***** DATA EXCERPTS *****

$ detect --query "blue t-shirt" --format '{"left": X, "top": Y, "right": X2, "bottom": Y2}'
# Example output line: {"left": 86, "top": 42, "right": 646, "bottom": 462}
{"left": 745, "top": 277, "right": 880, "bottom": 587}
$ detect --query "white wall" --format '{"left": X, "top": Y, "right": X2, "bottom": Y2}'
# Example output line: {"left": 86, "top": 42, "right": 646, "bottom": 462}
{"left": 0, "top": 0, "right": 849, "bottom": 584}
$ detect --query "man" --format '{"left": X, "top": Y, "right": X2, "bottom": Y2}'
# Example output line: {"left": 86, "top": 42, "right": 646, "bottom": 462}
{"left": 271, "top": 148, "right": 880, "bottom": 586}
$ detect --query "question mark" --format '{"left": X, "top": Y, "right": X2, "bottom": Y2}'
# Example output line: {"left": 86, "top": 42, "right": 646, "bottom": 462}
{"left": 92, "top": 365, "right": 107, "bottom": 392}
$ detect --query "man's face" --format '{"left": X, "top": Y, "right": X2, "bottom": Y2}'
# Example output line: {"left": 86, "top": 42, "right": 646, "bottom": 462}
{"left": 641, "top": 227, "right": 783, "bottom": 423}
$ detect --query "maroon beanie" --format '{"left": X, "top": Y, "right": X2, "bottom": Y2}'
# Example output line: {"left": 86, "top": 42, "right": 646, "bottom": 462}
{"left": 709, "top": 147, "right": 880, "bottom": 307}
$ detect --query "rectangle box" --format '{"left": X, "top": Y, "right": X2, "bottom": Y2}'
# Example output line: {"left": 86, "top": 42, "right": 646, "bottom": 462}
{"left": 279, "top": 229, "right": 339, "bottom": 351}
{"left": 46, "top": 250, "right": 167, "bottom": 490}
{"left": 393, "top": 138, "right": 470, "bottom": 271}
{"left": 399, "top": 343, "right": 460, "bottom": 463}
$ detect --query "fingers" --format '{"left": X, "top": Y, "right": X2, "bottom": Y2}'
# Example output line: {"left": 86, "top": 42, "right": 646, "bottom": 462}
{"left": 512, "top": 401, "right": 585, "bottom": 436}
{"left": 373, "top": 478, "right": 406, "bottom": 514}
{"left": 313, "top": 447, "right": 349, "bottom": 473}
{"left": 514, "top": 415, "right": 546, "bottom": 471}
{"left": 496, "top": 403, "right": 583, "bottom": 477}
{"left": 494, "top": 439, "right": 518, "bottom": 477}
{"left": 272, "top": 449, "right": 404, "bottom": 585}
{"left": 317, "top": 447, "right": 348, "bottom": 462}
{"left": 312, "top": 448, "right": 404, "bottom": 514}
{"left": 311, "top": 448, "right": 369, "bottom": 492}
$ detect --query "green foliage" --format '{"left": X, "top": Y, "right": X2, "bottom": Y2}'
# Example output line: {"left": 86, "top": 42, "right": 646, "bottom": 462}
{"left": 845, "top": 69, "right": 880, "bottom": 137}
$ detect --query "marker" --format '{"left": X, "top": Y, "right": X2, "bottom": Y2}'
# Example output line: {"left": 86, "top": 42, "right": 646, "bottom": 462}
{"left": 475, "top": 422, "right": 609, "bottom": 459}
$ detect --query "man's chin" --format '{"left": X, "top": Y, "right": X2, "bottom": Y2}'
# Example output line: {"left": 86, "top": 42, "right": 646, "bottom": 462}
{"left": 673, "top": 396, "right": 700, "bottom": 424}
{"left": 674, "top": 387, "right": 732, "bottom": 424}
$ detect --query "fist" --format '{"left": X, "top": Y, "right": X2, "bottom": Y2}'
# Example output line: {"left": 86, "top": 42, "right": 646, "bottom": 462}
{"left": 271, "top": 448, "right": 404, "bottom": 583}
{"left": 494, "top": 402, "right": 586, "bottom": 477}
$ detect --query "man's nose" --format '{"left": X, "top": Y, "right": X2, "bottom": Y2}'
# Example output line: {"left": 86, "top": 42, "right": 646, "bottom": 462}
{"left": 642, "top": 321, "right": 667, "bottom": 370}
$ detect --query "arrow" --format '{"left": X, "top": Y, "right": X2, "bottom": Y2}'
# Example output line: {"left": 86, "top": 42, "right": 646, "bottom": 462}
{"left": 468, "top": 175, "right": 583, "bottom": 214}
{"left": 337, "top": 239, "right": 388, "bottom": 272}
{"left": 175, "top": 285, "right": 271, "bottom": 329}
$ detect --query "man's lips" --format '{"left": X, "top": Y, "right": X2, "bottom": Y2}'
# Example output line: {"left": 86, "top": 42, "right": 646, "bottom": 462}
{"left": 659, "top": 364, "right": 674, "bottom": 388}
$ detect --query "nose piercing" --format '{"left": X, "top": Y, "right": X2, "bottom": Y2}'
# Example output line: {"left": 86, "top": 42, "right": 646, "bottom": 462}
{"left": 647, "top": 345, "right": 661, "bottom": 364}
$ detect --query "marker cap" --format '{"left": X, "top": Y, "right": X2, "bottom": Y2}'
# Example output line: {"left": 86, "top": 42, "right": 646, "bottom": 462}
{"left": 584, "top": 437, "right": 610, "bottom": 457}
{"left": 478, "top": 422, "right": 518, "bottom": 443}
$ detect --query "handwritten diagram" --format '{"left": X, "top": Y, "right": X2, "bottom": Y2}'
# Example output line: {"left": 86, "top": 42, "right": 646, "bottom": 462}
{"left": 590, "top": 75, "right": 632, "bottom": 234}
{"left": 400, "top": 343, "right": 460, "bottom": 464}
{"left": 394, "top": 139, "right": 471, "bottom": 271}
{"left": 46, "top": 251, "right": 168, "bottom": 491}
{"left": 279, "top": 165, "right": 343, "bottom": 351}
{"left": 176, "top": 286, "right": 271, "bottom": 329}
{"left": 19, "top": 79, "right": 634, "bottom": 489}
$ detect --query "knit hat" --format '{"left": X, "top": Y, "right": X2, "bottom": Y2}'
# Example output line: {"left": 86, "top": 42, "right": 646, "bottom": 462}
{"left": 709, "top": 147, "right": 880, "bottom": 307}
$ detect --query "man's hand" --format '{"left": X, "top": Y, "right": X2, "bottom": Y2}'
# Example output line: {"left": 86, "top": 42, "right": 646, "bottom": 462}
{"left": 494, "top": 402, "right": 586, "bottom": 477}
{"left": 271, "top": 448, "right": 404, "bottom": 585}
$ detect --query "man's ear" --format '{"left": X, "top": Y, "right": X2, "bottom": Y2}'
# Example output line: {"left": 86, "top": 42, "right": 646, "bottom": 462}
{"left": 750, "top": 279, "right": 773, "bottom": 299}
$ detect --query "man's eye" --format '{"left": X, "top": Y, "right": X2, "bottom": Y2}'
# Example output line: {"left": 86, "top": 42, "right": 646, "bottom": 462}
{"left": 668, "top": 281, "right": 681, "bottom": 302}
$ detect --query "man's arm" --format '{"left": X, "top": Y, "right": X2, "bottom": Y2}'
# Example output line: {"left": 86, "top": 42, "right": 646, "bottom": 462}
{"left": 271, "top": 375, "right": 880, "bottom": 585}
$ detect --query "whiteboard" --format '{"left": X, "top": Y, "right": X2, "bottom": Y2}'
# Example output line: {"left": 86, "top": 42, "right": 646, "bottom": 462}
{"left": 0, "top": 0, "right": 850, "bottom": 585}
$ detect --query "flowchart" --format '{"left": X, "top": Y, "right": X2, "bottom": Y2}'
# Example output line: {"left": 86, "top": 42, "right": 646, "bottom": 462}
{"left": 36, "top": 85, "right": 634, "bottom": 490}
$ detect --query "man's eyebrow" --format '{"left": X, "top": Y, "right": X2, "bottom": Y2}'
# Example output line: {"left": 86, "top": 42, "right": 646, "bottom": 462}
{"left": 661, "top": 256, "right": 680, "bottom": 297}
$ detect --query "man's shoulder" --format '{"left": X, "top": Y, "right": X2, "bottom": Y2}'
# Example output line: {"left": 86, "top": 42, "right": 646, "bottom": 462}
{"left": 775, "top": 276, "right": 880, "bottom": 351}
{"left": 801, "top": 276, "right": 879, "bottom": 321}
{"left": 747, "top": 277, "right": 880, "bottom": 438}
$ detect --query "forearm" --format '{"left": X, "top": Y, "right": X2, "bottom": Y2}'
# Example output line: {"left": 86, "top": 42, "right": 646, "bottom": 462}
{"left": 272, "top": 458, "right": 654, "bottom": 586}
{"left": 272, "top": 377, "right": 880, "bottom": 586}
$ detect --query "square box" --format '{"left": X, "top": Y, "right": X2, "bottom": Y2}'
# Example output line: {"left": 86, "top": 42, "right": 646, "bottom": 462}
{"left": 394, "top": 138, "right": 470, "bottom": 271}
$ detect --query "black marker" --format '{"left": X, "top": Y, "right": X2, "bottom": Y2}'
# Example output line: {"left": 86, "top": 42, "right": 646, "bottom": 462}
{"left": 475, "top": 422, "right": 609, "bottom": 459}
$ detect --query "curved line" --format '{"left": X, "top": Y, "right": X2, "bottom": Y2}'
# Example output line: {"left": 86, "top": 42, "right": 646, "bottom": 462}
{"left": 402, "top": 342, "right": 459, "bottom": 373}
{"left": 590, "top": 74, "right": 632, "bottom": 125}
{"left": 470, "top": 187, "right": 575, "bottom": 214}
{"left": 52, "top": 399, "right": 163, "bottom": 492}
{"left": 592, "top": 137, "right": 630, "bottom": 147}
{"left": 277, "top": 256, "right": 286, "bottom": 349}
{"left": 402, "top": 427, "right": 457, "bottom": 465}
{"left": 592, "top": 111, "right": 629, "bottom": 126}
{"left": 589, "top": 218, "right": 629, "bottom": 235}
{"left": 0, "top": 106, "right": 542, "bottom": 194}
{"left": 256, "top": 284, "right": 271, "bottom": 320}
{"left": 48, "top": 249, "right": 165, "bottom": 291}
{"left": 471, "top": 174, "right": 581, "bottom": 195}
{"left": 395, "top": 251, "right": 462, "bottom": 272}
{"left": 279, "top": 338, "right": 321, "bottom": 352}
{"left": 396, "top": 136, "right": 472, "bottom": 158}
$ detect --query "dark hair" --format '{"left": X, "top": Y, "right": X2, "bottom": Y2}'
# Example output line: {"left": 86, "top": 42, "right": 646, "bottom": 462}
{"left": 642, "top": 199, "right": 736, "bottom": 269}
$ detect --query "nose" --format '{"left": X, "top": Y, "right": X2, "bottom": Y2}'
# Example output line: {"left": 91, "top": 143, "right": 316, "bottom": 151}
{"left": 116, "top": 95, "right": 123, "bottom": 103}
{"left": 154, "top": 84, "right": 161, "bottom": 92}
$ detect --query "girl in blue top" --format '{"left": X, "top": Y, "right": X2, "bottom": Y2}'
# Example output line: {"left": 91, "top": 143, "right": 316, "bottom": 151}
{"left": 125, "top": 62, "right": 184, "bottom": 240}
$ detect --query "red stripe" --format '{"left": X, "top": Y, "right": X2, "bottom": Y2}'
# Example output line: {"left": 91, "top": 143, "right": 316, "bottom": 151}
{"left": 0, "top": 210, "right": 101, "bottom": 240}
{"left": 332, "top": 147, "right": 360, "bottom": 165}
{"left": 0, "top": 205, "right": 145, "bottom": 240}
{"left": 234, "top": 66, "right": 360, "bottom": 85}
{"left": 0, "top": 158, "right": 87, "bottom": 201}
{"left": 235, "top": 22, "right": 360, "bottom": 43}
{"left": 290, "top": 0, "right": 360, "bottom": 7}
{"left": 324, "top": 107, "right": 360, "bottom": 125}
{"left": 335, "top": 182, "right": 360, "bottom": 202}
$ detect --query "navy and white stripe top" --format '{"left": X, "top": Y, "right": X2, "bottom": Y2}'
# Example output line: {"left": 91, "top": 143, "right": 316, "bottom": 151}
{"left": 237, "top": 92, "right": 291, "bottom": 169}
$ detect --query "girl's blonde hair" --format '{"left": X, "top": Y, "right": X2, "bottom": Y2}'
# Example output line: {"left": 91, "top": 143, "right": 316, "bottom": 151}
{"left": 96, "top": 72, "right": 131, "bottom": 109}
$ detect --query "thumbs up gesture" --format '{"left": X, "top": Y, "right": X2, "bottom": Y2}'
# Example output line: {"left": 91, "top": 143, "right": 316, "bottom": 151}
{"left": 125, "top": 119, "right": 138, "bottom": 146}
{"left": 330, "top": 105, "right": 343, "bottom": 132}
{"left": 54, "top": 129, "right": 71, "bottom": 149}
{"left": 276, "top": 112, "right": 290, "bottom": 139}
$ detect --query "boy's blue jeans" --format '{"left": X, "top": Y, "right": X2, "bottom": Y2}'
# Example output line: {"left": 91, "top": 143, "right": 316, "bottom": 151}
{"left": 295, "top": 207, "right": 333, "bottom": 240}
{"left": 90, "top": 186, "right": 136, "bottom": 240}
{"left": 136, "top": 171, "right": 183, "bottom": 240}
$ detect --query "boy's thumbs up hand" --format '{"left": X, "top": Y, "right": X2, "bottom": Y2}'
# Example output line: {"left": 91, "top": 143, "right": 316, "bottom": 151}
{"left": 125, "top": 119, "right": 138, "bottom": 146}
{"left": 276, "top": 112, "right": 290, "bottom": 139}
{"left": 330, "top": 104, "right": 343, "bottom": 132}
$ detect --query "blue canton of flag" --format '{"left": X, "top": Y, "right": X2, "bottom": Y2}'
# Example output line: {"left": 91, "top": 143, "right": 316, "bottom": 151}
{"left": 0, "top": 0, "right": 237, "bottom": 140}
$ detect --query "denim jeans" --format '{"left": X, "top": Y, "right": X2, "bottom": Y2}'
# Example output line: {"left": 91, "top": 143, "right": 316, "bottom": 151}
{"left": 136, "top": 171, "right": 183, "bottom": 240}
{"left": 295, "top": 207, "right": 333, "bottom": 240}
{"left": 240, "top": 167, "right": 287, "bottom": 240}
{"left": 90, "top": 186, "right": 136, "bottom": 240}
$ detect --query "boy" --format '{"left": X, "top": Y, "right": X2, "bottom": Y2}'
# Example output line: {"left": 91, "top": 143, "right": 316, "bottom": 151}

*****

Your reply should hold every line from the data that contains "thumbs", copied in full.

$ detect --query "thumbs up gesture" --format '{"left": X, "top": Y, "right": X2, "bottom": Y2}'
$ detect --query "boy's thumbs up hand" --format '{"left": X, "top": Y, "right": X2, "bottom": Y2}'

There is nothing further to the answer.